- Given request: Copy the passage below on network ports that should stay closed, word for word and in full.
** START Reading passage **
The following table identifies ports that should not be open unless you are running services (servers) relating to them. If any of these ports are reported as being open, then a component of a service or server may be running on your computer. An example of a service or server component running on your computer is INETINFO.EXE from Microsoft. This component is used to run the Personal Web Server feature of Windows. 

Port Service Type of Server Description 
23 Telnet telnet server allows another computer to log into yours 
25 SMTP mail server email protocol that sends mail out 
80 HTTP web server web protocol 
110 POP mail server email protocol that receives mail 

To determine if INETINFO.EXE is running on your computer, follow one of these procedures:

Windows 95/98/ME/XP 

Click Start then Run. 
Type MSCONFIG in Open box. 
Click OK or press the Enter key. The System Configuration Utility screen will appear. 
Select the Startup tab.
** END Reading passage **
** START Information provided **
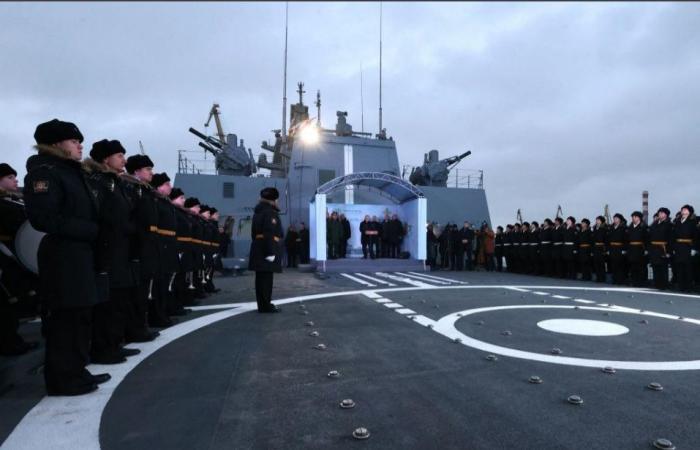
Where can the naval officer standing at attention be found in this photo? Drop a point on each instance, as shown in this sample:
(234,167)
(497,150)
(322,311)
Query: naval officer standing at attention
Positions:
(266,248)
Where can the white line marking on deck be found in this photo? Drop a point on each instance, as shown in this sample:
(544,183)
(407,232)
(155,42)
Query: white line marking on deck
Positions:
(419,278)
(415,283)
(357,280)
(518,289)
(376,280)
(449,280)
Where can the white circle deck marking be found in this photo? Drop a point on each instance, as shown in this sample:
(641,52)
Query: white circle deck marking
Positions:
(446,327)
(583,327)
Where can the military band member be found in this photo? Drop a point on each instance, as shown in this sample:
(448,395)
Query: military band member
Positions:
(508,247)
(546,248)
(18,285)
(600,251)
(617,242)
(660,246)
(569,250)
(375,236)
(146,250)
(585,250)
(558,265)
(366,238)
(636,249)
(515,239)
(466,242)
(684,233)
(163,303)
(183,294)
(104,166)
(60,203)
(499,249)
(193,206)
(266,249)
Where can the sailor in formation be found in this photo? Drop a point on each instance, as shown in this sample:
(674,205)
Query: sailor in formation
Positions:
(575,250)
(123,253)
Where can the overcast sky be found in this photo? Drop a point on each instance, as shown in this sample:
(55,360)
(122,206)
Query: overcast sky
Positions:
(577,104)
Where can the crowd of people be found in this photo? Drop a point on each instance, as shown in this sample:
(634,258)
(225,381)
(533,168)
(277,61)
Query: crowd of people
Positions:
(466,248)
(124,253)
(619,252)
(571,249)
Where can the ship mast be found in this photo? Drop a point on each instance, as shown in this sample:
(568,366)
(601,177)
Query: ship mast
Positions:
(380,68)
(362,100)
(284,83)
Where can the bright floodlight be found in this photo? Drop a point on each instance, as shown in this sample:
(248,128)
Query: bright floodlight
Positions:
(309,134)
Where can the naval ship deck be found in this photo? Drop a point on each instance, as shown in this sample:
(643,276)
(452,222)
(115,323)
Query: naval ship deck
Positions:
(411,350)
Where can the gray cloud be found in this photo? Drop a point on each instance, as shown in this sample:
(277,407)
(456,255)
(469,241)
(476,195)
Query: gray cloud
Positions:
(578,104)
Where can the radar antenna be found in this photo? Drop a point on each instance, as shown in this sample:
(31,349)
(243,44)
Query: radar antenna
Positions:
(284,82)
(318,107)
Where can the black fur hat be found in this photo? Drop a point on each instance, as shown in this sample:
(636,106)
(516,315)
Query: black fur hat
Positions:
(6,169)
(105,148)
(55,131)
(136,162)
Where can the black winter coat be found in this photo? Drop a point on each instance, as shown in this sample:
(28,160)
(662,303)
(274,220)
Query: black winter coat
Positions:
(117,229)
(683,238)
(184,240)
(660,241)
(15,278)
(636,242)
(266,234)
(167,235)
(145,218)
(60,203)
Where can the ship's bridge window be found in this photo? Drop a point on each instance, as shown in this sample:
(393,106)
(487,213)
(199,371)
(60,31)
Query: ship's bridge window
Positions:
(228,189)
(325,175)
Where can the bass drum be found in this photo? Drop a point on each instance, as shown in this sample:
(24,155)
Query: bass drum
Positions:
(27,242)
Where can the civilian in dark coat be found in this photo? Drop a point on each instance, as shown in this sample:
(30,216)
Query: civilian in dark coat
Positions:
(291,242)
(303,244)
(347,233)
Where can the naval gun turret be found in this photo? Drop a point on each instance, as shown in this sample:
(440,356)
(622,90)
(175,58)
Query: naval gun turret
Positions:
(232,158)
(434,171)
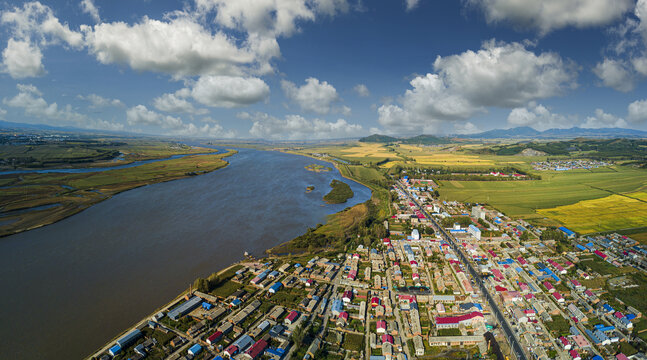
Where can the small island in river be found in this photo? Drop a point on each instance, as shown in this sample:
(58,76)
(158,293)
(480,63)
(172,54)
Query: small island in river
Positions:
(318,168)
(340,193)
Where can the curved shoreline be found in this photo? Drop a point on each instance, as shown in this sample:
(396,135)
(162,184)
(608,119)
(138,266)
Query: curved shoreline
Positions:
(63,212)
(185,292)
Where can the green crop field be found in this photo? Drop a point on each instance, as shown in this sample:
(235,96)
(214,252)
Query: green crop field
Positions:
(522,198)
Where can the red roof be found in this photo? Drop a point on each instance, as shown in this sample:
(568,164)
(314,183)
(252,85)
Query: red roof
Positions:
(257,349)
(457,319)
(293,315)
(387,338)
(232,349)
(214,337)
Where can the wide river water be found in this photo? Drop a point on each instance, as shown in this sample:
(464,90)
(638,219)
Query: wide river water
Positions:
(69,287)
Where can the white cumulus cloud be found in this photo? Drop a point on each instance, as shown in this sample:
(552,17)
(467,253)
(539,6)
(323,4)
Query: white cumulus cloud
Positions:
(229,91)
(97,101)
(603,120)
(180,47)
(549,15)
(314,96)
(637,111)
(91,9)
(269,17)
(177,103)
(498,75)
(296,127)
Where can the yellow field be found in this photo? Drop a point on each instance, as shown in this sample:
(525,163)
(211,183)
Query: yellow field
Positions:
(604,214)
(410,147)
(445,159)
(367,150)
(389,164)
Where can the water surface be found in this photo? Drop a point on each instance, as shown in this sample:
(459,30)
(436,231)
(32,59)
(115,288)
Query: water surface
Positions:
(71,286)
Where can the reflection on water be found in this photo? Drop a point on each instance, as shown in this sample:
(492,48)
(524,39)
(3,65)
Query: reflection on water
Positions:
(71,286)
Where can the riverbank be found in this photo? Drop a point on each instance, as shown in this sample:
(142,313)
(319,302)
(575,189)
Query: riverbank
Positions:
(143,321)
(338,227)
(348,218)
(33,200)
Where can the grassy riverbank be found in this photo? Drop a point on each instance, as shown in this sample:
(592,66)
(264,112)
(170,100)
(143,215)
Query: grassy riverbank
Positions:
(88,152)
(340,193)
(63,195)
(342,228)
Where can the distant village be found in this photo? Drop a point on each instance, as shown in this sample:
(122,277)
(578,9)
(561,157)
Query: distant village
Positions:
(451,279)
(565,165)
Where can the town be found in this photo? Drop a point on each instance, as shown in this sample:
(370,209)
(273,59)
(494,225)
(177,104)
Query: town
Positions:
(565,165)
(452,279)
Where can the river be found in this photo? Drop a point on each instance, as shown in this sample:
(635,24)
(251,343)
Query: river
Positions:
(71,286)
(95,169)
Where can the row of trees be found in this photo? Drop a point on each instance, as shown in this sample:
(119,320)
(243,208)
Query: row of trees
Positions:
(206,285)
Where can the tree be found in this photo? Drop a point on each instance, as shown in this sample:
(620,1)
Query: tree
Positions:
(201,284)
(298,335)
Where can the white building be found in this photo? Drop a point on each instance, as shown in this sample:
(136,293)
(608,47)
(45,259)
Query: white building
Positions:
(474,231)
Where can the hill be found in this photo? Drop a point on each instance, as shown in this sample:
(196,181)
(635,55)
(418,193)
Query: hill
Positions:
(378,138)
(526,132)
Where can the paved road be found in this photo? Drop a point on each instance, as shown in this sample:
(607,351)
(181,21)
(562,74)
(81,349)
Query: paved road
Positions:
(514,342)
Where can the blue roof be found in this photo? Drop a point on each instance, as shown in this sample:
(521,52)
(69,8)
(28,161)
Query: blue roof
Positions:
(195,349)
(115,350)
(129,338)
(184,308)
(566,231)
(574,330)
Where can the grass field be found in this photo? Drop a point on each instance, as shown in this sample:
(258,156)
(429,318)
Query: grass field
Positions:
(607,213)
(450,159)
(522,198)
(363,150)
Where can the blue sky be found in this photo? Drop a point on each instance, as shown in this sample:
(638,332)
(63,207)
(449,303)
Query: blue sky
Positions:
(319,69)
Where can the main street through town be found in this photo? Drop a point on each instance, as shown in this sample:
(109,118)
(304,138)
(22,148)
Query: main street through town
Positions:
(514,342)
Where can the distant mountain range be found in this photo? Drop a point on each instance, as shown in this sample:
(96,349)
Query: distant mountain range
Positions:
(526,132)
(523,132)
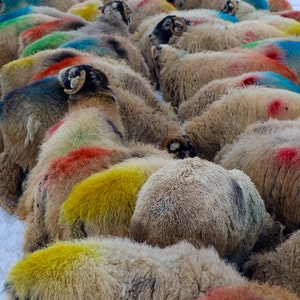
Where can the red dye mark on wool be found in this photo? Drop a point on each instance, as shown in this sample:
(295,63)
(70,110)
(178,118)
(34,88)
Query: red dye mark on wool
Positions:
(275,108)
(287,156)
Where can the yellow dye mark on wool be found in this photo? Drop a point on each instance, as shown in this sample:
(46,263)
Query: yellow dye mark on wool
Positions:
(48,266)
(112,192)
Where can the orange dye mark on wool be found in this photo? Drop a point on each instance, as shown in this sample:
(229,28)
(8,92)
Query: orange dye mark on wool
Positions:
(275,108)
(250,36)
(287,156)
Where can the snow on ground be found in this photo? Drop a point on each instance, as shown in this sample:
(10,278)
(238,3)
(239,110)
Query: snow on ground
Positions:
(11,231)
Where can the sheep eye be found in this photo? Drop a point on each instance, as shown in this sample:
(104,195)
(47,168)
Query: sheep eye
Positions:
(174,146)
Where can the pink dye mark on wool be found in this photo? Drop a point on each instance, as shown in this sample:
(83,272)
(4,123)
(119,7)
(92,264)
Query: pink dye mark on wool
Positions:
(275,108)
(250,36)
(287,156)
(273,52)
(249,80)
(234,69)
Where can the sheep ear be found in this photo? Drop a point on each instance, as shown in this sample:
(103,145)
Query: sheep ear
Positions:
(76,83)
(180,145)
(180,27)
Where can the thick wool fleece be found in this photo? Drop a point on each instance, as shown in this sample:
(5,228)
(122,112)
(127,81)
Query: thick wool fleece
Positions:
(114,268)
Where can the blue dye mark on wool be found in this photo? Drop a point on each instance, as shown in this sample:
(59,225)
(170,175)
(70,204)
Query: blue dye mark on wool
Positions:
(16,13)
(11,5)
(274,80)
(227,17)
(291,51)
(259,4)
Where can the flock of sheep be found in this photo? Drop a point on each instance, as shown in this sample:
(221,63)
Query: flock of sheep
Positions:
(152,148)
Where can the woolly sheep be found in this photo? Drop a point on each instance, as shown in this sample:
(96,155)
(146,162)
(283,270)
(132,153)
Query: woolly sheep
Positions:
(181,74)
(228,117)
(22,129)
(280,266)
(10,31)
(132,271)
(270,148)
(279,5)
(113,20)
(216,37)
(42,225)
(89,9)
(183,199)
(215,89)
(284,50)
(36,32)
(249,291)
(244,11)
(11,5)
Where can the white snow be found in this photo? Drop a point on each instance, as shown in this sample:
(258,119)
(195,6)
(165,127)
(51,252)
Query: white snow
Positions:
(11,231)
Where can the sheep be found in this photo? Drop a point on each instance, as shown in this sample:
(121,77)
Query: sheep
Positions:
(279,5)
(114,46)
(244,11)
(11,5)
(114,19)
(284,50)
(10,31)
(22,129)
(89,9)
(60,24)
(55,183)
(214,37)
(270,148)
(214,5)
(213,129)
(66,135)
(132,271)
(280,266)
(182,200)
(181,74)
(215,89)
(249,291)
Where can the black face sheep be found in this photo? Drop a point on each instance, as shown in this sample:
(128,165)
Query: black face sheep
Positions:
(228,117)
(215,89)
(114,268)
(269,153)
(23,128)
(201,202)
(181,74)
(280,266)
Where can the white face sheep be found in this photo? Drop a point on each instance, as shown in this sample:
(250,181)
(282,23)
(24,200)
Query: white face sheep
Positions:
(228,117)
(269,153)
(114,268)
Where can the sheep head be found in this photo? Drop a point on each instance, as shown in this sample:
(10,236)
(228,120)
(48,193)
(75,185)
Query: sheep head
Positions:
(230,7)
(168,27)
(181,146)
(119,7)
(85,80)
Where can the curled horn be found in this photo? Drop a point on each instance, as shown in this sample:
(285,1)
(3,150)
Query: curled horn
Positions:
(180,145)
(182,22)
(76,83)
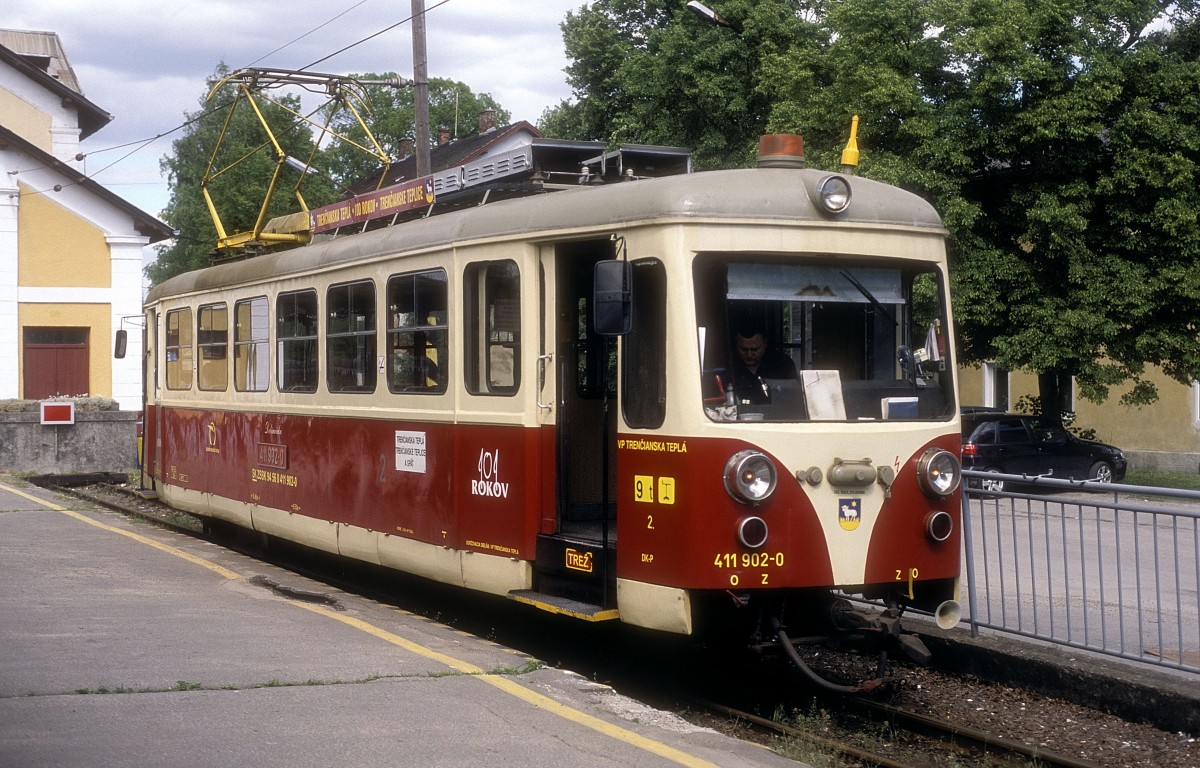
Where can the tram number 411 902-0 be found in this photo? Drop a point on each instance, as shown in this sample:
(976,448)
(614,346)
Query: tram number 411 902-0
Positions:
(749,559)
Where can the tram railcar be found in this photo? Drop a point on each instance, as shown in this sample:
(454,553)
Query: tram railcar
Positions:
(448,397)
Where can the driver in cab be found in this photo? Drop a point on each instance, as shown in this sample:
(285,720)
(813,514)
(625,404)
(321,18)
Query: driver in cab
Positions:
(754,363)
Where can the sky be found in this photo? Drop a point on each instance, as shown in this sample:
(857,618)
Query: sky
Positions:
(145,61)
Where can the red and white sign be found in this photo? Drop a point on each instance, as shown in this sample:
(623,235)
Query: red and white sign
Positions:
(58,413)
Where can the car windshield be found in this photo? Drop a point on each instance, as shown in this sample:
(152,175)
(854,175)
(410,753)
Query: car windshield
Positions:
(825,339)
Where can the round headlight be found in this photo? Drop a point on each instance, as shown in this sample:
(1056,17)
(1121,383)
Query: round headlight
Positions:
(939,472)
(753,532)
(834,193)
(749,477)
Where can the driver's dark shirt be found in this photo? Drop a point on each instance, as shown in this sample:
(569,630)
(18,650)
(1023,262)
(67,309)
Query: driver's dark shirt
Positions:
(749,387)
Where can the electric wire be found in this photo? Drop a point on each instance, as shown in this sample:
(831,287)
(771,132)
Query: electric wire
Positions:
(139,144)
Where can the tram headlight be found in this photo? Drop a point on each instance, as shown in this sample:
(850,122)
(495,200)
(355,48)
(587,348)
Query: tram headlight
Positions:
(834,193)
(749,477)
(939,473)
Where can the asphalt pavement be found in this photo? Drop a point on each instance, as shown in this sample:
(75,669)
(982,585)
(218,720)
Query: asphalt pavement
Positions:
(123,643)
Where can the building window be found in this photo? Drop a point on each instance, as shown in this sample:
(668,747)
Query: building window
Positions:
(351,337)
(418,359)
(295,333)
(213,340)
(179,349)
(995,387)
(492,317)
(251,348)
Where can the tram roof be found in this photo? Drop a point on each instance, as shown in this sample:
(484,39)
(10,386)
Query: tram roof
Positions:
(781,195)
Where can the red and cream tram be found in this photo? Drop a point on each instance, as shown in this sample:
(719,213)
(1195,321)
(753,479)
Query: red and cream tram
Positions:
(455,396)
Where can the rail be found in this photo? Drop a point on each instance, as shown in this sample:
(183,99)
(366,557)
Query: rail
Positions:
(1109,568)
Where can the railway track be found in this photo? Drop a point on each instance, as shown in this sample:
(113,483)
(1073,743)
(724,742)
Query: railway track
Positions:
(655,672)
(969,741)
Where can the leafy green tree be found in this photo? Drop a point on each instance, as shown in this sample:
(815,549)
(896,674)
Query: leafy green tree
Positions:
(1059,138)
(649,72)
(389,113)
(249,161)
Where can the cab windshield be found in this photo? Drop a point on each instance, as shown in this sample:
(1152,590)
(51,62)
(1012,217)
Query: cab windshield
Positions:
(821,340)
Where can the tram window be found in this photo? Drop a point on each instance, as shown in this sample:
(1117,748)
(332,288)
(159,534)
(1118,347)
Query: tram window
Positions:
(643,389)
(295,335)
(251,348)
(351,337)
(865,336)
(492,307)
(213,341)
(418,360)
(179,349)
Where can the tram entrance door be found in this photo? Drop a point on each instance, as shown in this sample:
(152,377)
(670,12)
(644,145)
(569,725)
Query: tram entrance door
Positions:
** END Information provided **
- Written answer:
The following table identifies ports that should not be open unless you are running services (servers) relating to them. If any of these ports are reported as being open, then a component of a service or server may be running on your computer. An example of a service or server component running on your computer is INETINFO.EXE from Microsoft. This component is used to run the Personal Web Server feature of Windows. 

Port Service Type of Server Description 
23 Telnet telnet server allows another computer to log into yours 
25 SMTP mail server email protocol that sends mail out 
80 HTTP web server web protocol 
110 POP mail server email protocol that receives mail 

To determine if INETINFO.EXE is running on your computer, follow one of these procedures:

Windows 95/98/ME/XP 

Click Start then Run. 
Type MSCONFIG in Open box. 
Click OK or press the Enter key. The System Configuration Utility screen will appear. 
Select the Startup tab.